── Article
La question que nous posons est la suivante ? Les pourfendeurs du Président Sall, nous voulons parler de ces messieurs tout en ‘’ogues’’, très férus d’analyses savantes, prennent-ils suffisamment en compte les caractéristiques fort complexes et cachées de la personnalité propre du ‘’Prince’’ ? Ne jouent-ils pas finalement le jeu du maître, lorsqu’ils le présentent comme un petit politicien sans boussole, ni consistance, somnolant et prêt à leur offrir le pouvoir sur le plateau doré ? Ont-ils pris la peine d’égrener la longue liste des personnalités politiques qui ont goûté le tranchant de son sabre depuis le magistère de Wade ? Entend-t-on réellement la symphonie cachée qui se joue, loin des oreilles non initiées ? Et question old fashion depuis que la politique-spectacle a pris le contrôle des esprits : quel est l’état des rapports de forces réels sur le terrain ? 

Tout comme la poussière peut cacher le roc, le bruit du jeu politique actuel brouille en vérité toutes les bonnes notes. Entendons-nous bien : la géographie du terrain ne saurait se réduire à Dakar ou à certaines capitales régionales hostiles au pouvoir. Le terrain, c’est le pays réel et entier. Non pas le Sénégal tel que voulu ou imaginé par ceux qui se définissent comme des intelligences supérieures en oubliant que la fidélité à la terre, aux forces réelles qui travaillent la société en profondeur, loin des opinions (même éclairées de salon), est le premier révélateur de la lucidité politique.  Or, ce qui se passe dans le pays profond n’intéresse que très peu de politiciens.
────
── Matériel fourni
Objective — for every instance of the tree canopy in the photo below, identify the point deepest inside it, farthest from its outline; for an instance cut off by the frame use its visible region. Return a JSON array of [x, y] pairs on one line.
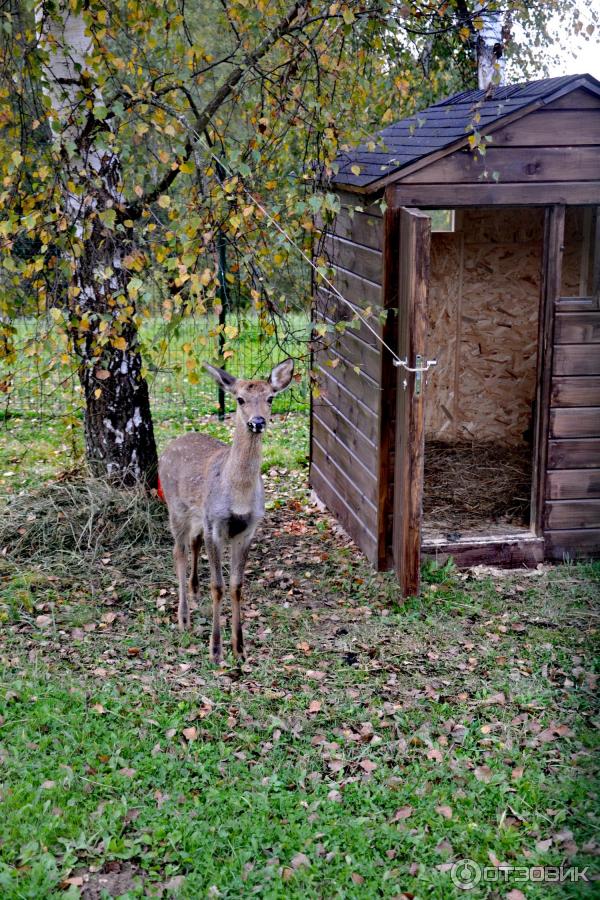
────
• _Énoncé A_
Dans l'article, quels traits accompagnent les mots « un petit politicien » ?
• _Énoncé B_
Pourriez-vous reprendre l'article sur le Président Sall et le pays réel à la suite de sa dernière phrase ?
Ce matériel ne joue ici aucun rôle.

• _Résultat A_
- sans boussole
- ni consistance
- somnolant
- prêt à leur offrir le pouvoir sur le plateau doré

• _Résultat B_
Et même la distribution réelle des rôles à l’intérieur des partis politiques semble être le cadet des soucis de certains analystes qui oublient par exemple que le Parti démocratique sénégalais (PDS), bien que membre de la Coalition de l’opposition, n’est plus tout à fait un parti d’opposition. Il y a à l’intérieur de cette formation des forces qui ont transhumé en douceur depuis très longtemps mais sans l’exprimer ouvertement. Ce qui en fait des satellites politiques au profit de la coalition au pouvoir, plus efficaces que les acteurs déclarés, identifiés et donc prévisibles. C’est aussi cela le charme de la politique que tout ce qui se donne à voir ne correspond souvent pas à la réalité.  Doit-on donc occulter cette complexification des  rôles ?

Post scriptum 

Il est tout de même curieux que la fin des délestages, la baisse du coût de l’électricité, l’indéniable succès diplomatique du Sénégal dont la cerise sur le gâteau est le départ de Jammeh du pouvoir gambien n’aient pas été convoqués dans l’actif du bilan de Macky Sall. Feu Moussa Paye, trois ans déjà qu’il nous quittait, aurait assurément parlé de ‘’mémoire défaillante’’...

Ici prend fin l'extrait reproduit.